Problem requirements
Transcribe each line of the material as it is, and drop any picture.
-- start of Raw records --
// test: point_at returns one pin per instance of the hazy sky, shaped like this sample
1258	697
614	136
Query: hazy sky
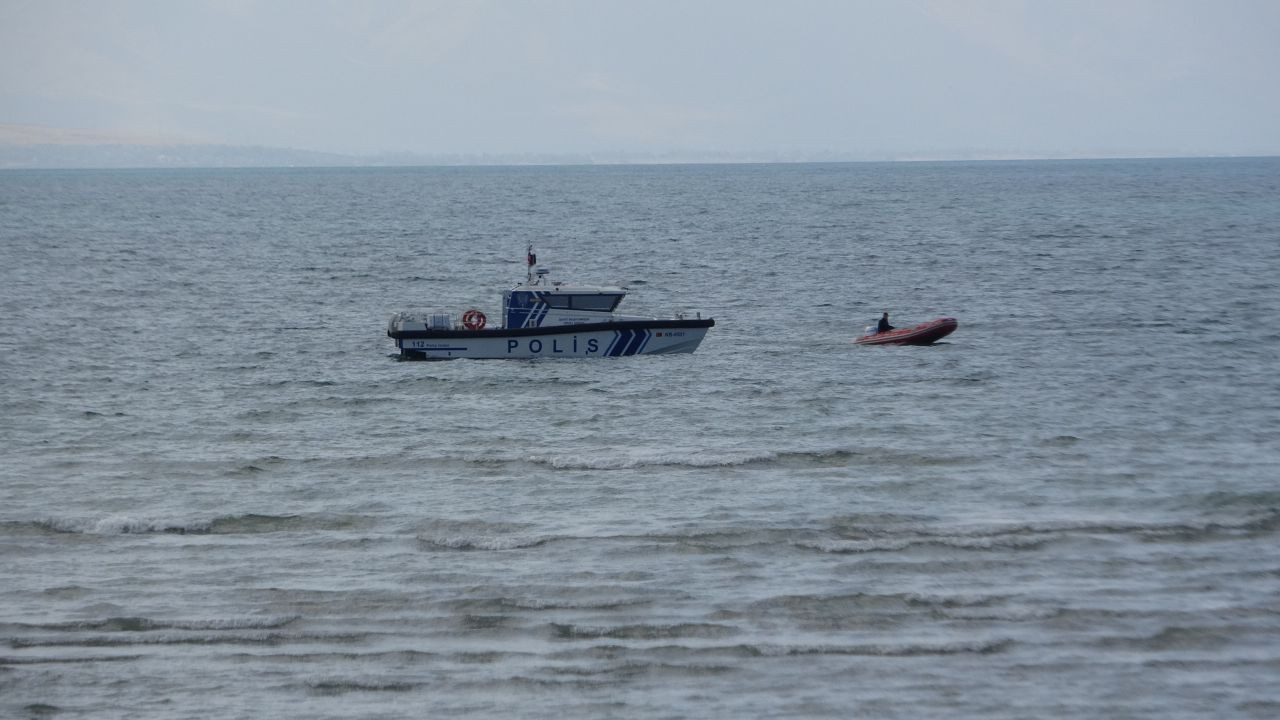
854	77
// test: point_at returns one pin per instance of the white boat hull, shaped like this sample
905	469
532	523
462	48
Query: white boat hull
595	340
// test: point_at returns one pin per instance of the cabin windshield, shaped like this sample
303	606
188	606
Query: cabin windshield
595	302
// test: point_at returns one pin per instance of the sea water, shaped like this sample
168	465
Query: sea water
223	496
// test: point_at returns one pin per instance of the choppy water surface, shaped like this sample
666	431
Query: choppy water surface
223	496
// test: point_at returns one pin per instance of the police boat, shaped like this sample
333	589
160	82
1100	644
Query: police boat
545	319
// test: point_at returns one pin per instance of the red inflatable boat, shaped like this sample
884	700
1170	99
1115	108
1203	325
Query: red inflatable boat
924	333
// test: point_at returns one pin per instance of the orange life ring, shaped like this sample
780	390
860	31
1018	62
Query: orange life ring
472	319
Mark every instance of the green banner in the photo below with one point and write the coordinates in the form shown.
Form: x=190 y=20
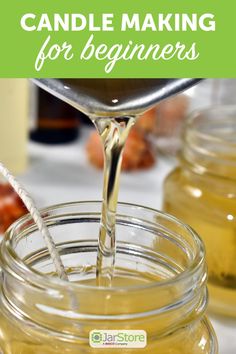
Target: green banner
x=111 y=39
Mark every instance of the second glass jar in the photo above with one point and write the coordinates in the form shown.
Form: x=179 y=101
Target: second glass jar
x=201 y=191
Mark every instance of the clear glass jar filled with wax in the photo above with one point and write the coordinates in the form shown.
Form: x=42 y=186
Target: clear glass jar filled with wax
x=158 y=288
x=202 y=193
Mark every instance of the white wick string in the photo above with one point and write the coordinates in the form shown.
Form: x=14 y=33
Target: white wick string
x=36 y=216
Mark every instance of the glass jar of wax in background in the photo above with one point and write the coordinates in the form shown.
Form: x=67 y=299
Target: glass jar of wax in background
x=14 y=115
x=202 y=193
x=159 y=284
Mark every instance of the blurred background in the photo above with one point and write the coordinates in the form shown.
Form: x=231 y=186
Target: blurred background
x=57 y=155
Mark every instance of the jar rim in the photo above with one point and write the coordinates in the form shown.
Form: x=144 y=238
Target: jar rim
x=16 y=265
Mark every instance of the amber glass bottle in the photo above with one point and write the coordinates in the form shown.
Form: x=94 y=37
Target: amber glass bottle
x=56 y=121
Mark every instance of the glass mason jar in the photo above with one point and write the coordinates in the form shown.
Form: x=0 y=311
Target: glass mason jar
x=202 y=193
x=159 y=284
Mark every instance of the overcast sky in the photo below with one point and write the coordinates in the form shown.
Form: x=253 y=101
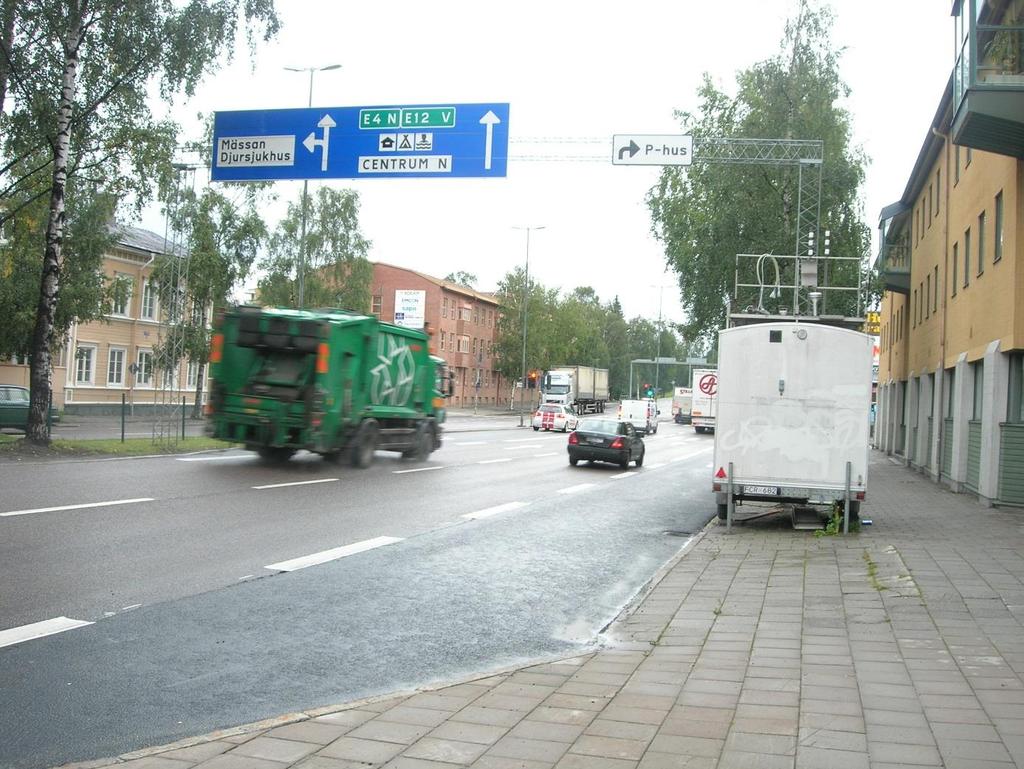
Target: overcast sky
x=571 y=72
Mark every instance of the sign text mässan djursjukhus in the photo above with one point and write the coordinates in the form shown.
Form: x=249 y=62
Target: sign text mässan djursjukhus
x=240 y=152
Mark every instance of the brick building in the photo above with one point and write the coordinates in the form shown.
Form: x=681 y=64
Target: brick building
x=464 y=323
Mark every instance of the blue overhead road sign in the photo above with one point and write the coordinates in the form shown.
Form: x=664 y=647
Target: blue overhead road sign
x=358 y=142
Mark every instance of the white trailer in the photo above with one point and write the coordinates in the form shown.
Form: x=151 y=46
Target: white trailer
x=794 y=403
x=583 y=387
x=682 y=403
x=704 y=406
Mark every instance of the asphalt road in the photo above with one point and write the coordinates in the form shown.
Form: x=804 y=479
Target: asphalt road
x=498 y=552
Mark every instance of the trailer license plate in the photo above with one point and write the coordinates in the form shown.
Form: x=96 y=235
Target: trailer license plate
x=763 y=490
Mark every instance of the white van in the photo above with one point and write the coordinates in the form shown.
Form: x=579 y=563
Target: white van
x=641 y=414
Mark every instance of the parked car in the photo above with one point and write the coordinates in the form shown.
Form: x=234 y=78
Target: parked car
x=554 y=417
x=606 y=440
x=14 y=408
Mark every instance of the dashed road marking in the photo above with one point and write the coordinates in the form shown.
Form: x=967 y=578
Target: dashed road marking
x=110 y=503
x=297 y=483
x=573 y=489
x=487 y=512
x=330 y=555
x=39 y=630
x=419 y=469
x=212 y=459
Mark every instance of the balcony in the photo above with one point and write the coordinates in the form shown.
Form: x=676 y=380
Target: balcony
x=894 y=252
x=988 y=79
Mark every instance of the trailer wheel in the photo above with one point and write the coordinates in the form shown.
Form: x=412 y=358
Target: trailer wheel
x=274 y=454
x=365 y=443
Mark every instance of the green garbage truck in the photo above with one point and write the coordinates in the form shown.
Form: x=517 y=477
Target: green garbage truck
x=333 y=382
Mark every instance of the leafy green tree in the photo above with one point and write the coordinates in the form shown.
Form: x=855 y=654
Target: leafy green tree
x=77 y=79
x=221 y=240
x=707 y=214
x=337 y=273
x=462 y=279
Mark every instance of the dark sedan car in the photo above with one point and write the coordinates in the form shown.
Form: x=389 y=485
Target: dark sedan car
x=14 y=408
x=605 y=440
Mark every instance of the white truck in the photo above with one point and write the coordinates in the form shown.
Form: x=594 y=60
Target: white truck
x=705 y=399
x=583 y=387
x=682 y=403
x=794 y=406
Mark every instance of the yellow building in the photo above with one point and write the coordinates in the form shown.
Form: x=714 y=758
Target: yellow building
x=105 y=359
x=951 y=259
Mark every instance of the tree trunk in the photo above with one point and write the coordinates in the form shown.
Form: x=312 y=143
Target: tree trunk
x=6 y=46
x=42 y=337
x=198 y=404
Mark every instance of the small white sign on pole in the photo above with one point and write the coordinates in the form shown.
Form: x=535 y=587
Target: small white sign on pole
x=410 y=308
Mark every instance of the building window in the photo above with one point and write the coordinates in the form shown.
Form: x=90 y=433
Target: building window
x=148 y=300
x=1015 y=413
x=192 y=375
x=116 y=367
x=955 y=267
x=967 y=257
x=122 y=294
x=981 y=243
x=143 y=369
x=85 y=364
x=978 y=370
x=997 y=235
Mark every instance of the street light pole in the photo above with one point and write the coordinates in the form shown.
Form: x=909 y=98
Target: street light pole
x=525 y=301
x=301 y=269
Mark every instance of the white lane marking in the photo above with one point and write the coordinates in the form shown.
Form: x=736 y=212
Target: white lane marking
x=297 y=483
x=38 y=630
x=212 y=459
x=419 y=469
x=486 y=512
x=331 y=555
x=573 y=489
x=83 y=506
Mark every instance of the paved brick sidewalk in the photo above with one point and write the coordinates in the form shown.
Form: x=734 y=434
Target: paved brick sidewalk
x=900 y=646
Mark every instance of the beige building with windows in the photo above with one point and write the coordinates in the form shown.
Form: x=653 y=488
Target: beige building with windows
x=108 y=359
x=951 y=259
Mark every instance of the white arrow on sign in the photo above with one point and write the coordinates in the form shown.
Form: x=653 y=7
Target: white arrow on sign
x=488 y=120
x=310 y=142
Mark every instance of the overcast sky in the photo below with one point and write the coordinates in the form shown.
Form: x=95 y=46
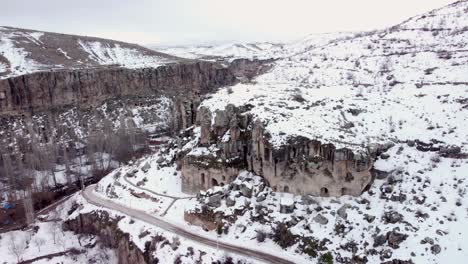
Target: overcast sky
x=205 y=21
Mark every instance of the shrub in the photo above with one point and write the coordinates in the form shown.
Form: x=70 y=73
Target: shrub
x=261 y=235
x=326 y=258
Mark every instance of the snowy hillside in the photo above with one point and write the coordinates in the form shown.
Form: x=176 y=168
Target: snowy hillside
x=229 y=50
x=26 y=51
x=259 y=50
x=404 y=83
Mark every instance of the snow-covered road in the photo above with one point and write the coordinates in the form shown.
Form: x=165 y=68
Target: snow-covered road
-- end of Raw records --
Result
// test: point_at returns one pin per instance of the hazy sky, shaped like this sample
1258	697
614	136
Query: hazy sky
854	77
// test: point_at returns one pin per instance of the white boat hull, shaped like this sample
905	469
532	523
462	48
Query: white boat hull
595	340
// test: point_at returns one pin per instance of the cabin windshield, shaped like this sample
303	606
188	606
Query: cabin windshield
595	302
// test: point_at returns one pin per instance of the sea water, shaped like this sample
168	465
Query: sea water
223	496
// test: point_at returns one pin per instance of the choppy water surface, shaped like this sample
666	431
Query: choppy water surface
223	496
// test: point_at returns one pin per instance of the police boat, shaped like this sample
333	589
160	82
1100	644
Query: police boat
545	319
// test: point_at returns one pin per instance of the red inflatable boat, shaped like this sample
884	700
1170	99
1115	108
1203	325
Query: red inflatable boat
924	333
// test: point_at returns one pin per instance of the orange life ring, shaped like this sample
780	390
860	31
1018	62
Query: orange life ring
472	319
Mark every instance of the green banner in the photo below with one point and write the coordinates in the form shown.
Form: x=190 y=20
Target: green banner
x=111 y=39
Mark every instance of the second glass jar in the photo above with one point and write the coordinates in the form shown.
Form: x=179 y=101
Target: second glass jar
x=201 y=191
Mark every instance of the clear glass jar filled with wax in the photo above with one point and write the coordinates in the form shown.
Form: x=42 y=186
Target: clear glass jar filled with wax
x=158 y=288
x=202 y=193
Mark every instance of the white wick string in the photo above with one point and write the coordinates in the form shown.
Form: x=14 y=33
Target: white wick string
x=36 y=216
Mark every instance of the glass jar of wax in background in the photo above with one point and write the coordinates in the form shown.
Form: x=67 y=299
Target: glass jar of wax in background
x=14 y=115
x=202 y=193
x=159 y=284
Mark every instance of the blurred background in the photo above with one point and write the coordinates in the form shown.
Form: x=231 y=186
Target: blurred background
x=57 y=155
Mark every instance of the jar rim in the photo above with one point and write the coordinates in the form shown.
Form: x=144 y=238
Target: jar rim
x=16 y=265
Mark every instance of the amber glass bottle in the photo above with one point and write the coordinates in the form shown.
Form: x=94 y=37
Target: amber glass bottle
x=56 y=121
Mark every instance of the glass mason jar in the photo above with one point and write the coordinates in the form shown.
Form: x=0 y=311
Target: glass mason jar
x=202 y=193
x=159 y=284
Mark every instance of the overcast sky in the photo below with one point and write the coordinates in the form shown.
Form: x=253 y=101
Target: overcast sky
x=571 y=72
Mark every instance of the sign text mässan djursjukhus in the photo above with one point and write the coordinates in the form shown.
Form: x=249 y=62
Target: sign text mässan djursjukhus
x=240 y=152
Mark every instance of the brick building in the photo above with one point and write the coordinates in the form shown.
Form: x=681 y=64
Target: brick building
x=464 y=323
Mark every instance of the blue overhead road sign in the photo above with one point and write the coordinates in the form shown.
Form: x=664 y=647
Target: blue overhead road sign
x=358 y=142
Mark every instance of the white trailer in the photo above with one point and write the coordinates in the form shown.
Form: x=151 y=46
Target: white trailer
x=794 y=403
x=583 y=387
x=682 y=403
x=704 y=406
Mark every instance of the asphalt road in the photo above with one point and write the coordinates in the form shown.
Form: x=804 y=479
Target: asphalt road
x=498 y=552
Mark every instance of the trailer license plate in the photo above with one point and write the coordinates in the form shown.
Form: x=96 y=235
Target: trailer license plate
x=763 y=490
Mark every instance of the white van in the photo above with one point and write the coordinates in the form shown.
Form: x=579 y=563
Target: white van
x=641 y=414
Mark every instance of the parked car in the photo above with one point and write the coordinates in the form shown.
Form: x=234 y=78
Target: parked car
x=554 y=417
x=606 y=440
x=14 y=408
Mark every instance of the dashed road marking in the photo above with one point and write the coordinates in the form shown.
Form: x=967 y=578
Target: dashed road marking
x=110 y=503
x=297 y=483
x=573 y=489
x=487 y=512
x=330 y=555
x=39 y=630
x=419 y=469
x=212 y=459
Mark every instance of the balcony in the photo above with one point and write the coordinates in the form shown.
Form: x=676 y=380
Target: balcony
x=894 y=252
x=988 y=79
Mark every instance of the trailer wheel in the photo above with one point and write the coordinates in the form shown.
Form: x=412 y=358
Target: trailer wheel
x=274 y=454
x=365 y=443
Mark every instance of the green garbage truck in the photo above with one point and write the coordinates in the form shown.
Form: x=517 y=477
Target: green garbage truck
x=333 y=382
Mark every instance of the leafy green tree in the photo above with one point and write the coordinates in the form shown.
Form: x=855 y=654
Target: leafy green tree
x=77 y=79
x=221 y=240
x=707 y=214
x=337 y=273
x=462 y=279
Mark every instance of the dark sedan car in the photo above with one point and write the coordinates in the form shown.
Form: x=389 y=485
Target: dark sedan car
x=14 y=408
x=605 y=440
Mark every instance of the white truck in the photo above with one point and write the coordinates in the form shown.
Form: x=594 y=60
Target: white truck
x=705 y=399
x=583 y=387
x=682 y=403
x=794 y=406
Mark every instance of the yellow building in the photo above with one point and write the coordinates in the form shown.
Form: x=714 y=758
Target: yellow building
x=105 y=359
x=951 y=259
Mark every instance of the tree trunk in the photo above with one point and write the coordinates in the form shown.
Form: x=312 y=143
Target: tree trunk
x=6 y=46
x=42 y=337
x=198 y=404
Mark every instance of the small white sign on pole in the photo above with one point and write the coordinates in the form shown.
Form: x=535 y=587
Target: small white sign on pole
x=410 y=308
Mark every instance of the building window in the photo above with one point and write the coordinates in the form shown.
Form: x=90 y=433
Target: building window
x=148 y=300
x=1015 y=413
x=192 y=375
x=116 y=367
x=955 y=267
x=967 y=257
x=122 y=294
x=981 y=243
x=143 y=369
x=85 y=364
x=978 y=370
x=997 y=235
Mark every instance of the street light pole in the photo above with one point and write the coordinates in the form shown.
Form: x=909 y=98
Target: street light pole
x=525 y=301
x=301 y=269
Mark every instance of the white lane marking in the photo above with one point and write the coordinates in the form shown.
Form: x=736 y=212
Target: white lane marking
x=297 y=483
x=38 y=630
x=212 y=459
x=419 y=469
x=486 y=512
x=331 y=555
x=573 y=489
x=83 y=506
Mark every instance of the paved brick sidewalk in the photo above with one point and write the coordinates in the form shown.
Form: x=734 y=434
Target: paved brick sidewalk
x=900 y=646
Mark every instance of the beige building with windows in the photo above with one point and write the coordinates in the form shown.
Form: x=653 y=488
Target: beige building with windows
x=108 y=359
x=951 y=259
Mark every instance of the white arrow on sign in the photo above with one point and write the coordinates in the form shown.
Form: x=653 y=7
Target: white arrow on sign
x=488 y=120
x=310 y=142
Mark every instance of the overcast sky in the photo below with one point and write the coordinates in the form shown.
Form: x=95 y=46
Target: overcast sky
x=205 y=21
Mark every instance of the shrub in the photo above with one point and write the coordinates in the form shown.
Form: x=70 y=73
Target: shrub
x=261 y=235
x=326 y=258
Mark every instance of the snowy hillside in the photo above with one point and write the coordinates in the form shown.
Form: x=176 y=168
Target: snowy hillside
x=229 y=50
x=26 y=51
x=259 y=50
x=404 y=83
Mark every instance of the snow-covered road in the photo above with one point and write the coordinates in the form shown.
Form: x=165 y=68
Target: snow-covered road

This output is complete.